**Data entries:**
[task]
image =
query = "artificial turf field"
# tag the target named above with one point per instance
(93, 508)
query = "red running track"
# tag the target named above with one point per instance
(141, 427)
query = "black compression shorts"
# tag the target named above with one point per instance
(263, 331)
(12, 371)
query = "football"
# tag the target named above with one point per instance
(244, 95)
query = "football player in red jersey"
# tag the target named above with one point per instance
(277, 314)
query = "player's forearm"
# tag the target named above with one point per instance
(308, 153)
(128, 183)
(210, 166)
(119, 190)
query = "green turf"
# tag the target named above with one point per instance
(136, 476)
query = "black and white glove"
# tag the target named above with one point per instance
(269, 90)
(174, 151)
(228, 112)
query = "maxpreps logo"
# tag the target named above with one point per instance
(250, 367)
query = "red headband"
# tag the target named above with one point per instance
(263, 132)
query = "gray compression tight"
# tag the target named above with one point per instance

**WHAT IS BEING ASKED:**
Reproduce the listing above exactly from the line containing "player in red" through its last line, with both of those lines included.

**RESPONSE BELOW:**
query = "football player in red jersey"
# tag the target named above with one point per instance
(277, 314)
query = "player's forearm"
# tag the target named above with one point per instance
(308, 153)
(128, 183)
(210, 166)
(119, 190)
query = "green turf"
# tag the target named above with one point per instance
(136, 476)
query = "black and white glove"
# tag the target named above with one point per instance
(269, 90)
(174, 151)
(228, 112)
query = "maxpreps logo"
# tag the target named above with one point per instance
(250, 367)
query = "red headband"
# tag the target named above with one point per instance
(263, 132)
query = "gray compression tight"
# tag the target named above with one point per instance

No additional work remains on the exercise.